Christianity is NOT a Blind Faith

I started physical therapy for my new hip the other day and began a dialogue with the PT about spirituality.  One portion of out talk reminded me of one of my long-time favorite authors and articles…The late Christian author and philosopher Francis Schaeffer wrote a book entitled, He Is There and He Is Not Silent. There is an appendix in the book that addresses the issue of faith and whether or not we have the capacity to interact with God.  I thought I’d pass it on…

Schaeffer would say that the Christian faith is not a blind faith at all – but an invitation to interact with a loving and compassionate God – who is alive and more available than we could ever imagine.

He says, “One must analyze the word faith and see that it can mean two completely opposite things.
Suppose we are climbing in the Alps and are very high on the bare rock, and suddenly the fog shuts down. The guide turns to us and says that the ice is forming and that there is no hope; before morning we will all freeze to death here on the shoulder of the mountain. Simply to keep warm the guide keeps us moving in the dense fog further out on the shoulder until none of us have any idea where we are. After an hour or so, someone says to the guide, ‘Suppose I dropped and hit a ledge ten feet down in the fog. What would happen then?’ The guide would say that you might make it until morning and thus live. So, with absolutely no knowledge or any reason to support his action, one of the group hangs and drops into the fog. This would be one kind of faith, a leap of faith [or what has been called “blind faith”].

» **Task A**
In the passage on blind faith, what is the title of the book by Francis Schaeffer?
» **Task B**
Repeat the section of the blind-faith passage starting at "Christianity is NOT" and ending at "could ever imagine.".

» **Source information**
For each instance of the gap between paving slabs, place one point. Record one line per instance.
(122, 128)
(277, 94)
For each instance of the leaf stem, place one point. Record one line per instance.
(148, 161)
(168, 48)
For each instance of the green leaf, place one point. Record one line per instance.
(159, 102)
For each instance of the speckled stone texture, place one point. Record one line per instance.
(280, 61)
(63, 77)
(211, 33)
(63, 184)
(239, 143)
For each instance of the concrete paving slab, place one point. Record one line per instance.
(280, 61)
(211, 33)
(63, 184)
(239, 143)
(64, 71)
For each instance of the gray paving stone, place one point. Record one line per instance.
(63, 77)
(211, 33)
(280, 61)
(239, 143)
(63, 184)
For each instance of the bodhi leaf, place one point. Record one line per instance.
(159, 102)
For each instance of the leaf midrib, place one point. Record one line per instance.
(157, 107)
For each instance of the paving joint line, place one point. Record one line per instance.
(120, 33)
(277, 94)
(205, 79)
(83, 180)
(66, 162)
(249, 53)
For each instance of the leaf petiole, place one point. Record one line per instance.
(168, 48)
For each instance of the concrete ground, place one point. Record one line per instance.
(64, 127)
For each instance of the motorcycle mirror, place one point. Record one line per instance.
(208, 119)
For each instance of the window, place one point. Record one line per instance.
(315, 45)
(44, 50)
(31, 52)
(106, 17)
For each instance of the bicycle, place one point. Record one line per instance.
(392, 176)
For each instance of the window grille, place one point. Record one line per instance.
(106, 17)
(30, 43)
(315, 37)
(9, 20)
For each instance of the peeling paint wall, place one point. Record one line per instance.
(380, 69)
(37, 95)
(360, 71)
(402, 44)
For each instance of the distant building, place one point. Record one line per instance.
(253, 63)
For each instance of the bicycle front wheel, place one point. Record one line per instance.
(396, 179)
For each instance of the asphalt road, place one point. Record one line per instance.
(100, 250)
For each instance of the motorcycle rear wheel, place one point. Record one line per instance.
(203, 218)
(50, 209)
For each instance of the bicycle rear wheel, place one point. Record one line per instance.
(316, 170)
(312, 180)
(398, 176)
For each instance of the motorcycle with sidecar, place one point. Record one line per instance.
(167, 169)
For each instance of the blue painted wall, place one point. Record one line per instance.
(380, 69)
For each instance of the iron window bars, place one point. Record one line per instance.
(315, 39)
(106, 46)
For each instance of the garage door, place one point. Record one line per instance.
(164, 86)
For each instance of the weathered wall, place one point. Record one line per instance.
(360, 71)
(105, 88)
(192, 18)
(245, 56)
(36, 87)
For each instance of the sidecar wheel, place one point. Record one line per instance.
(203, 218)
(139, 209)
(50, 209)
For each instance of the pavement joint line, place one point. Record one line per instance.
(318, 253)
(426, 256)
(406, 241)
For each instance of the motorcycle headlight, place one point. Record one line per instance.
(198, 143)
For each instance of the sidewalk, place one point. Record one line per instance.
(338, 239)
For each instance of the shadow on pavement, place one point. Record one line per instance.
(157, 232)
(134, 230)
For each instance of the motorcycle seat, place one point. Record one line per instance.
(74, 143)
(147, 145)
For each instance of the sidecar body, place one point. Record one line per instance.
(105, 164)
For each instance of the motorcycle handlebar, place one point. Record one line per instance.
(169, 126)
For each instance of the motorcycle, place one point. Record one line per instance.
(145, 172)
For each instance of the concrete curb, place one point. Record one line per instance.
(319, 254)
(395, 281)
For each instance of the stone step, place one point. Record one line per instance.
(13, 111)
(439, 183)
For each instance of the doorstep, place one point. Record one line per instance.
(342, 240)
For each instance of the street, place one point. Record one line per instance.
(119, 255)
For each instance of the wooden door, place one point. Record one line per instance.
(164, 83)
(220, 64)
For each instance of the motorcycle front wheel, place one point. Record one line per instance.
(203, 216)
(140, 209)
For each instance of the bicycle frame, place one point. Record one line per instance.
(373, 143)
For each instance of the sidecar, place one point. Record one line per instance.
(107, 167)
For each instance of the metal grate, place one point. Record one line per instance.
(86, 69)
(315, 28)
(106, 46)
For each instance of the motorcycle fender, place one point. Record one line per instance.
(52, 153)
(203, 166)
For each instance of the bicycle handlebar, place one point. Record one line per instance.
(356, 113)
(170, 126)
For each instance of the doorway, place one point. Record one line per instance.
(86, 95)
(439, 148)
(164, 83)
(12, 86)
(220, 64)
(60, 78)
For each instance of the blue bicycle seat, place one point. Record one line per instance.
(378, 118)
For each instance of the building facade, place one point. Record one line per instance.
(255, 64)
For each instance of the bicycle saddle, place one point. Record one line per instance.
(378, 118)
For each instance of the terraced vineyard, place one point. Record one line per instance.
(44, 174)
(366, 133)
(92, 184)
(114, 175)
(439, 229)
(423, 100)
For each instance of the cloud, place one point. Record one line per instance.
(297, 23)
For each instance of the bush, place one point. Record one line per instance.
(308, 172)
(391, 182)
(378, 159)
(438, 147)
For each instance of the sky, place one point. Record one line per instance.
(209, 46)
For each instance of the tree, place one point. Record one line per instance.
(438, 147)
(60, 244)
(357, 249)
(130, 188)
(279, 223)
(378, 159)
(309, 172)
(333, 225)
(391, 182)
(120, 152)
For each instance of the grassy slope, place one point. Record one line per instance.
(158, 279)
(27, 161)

» **Task output A**
He Is There and He Is Not Silent

» **Task output B**
Christianity is NOT a Blind Faith

I started physical therapy for my new hip the other day and began a dialogue with the PT about spirituality.  One portion of out talk reminded me of one of my long-time favorite authors and articles…The late Christian author and philosopher Francis Schaeffer wrote a book entitled, He Is There and He Is Not Silent. There is an appendix in the book that addresses the issue of faith and whether or not we have the capacity to interact with God.  I thought I’d pass it on…

Schaeffer would say that the Christian faith is not a blind faith at all – but an invitation to interact with a loving and compassionate God – who is alive and more available than we could ever imagine.